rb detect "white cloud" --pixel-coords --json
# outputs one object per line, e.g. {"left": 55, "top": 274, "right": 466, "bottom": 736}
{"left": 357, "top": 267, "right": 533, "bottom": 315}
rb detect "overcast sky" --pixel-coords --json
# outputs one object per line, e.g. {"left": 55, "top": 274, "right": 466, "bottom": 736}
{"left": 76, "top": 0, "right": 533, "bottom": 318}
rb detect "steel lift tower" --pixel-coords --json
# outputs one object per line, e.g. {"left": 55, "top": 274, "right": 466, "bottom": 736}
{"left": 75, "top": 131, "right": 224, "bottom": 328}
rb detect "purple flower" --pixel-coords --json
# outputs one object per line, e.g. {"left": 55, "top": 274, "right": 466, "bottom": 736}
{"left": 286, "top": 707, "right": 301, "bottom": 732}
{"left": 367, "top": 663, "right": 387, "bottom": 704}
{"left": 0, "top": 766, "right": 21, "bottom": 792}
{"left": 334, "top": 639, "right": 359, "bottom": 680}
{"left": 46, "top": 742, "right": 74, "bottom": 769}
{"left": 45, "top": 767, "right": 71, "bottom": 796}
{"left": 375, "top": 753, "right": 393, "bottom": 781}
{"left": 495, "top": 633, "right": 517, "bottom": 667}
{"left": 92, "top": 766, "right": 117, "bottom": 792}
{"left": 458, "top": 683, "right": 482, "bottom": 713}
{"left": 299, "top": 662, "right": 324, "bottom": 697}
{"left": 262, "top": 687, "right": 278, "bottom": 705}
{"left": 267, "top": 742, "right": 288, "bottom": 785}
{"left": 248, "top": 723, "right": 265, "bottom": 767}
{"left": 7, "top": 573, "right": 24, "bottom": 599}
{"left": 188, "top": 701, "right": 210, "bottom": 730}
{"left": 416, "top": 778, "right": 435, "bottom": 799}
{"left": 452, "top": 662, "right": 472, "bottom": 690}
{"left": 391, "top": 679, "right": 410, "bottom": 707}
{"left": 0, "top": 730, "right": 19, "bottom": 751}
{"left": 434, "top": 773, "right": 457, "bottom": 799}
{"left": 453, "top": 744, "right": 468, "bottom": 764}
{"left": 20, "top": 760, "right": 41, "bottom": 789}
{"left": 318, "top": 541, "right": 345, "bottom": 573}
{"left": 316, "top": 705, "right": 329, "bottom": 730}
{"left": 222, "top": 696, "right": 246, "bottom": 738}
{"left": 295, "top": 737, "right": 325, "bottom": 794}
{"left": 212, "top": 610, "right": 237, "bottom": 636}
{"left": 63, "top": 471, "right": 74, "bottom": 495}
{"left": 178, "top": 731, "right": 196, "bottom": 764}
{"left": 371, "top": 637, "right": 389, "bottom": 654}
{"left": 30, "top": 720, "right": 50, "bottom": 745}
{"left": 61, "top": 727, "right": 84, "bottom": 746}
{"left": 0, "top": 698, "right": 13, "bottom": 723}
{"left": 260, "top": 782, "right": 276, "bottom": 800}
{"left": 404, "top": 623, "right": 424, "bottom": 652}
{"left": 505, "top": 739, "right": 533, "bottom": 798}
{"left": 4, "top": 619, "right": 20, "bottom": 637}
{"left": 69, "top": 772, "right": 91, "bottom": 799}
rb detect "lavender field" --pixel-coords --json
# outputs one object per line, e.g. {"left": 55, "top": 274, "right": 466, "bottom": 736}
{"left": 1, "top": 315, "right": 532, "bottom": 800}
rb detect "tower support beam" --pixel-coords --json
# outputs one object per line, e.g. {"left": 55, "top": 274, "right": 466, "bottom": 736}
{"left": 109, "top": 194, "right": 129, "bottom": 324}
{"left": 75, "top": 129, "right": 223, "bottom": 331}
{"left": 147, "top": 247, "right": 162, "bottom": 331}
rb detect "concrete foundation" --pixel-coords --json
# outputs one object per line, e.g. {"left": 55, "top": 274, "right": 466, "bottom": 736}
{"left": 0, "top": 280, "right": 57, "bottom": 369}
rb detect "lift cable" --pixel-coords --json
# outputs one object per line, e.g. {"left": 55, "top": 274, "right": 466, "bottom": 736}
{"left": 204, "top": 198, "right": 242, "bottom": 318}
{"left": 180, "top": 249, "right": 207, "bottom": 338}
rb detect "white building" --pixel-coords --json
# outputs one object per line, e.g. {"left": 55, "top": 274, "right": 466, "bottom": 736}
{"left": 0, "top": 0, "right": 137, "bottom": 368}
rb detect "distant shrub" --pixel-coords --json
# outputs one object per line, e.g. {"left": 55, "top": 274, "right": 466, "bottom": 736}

------------

§ Aim of the task
Check each line of the listing above for the string "lift" and return those that contain it.

§ Solution for this task
rb detect "steel lift tower" --pixel-coords --json
rb detect "lift cable" --pixel-coords --json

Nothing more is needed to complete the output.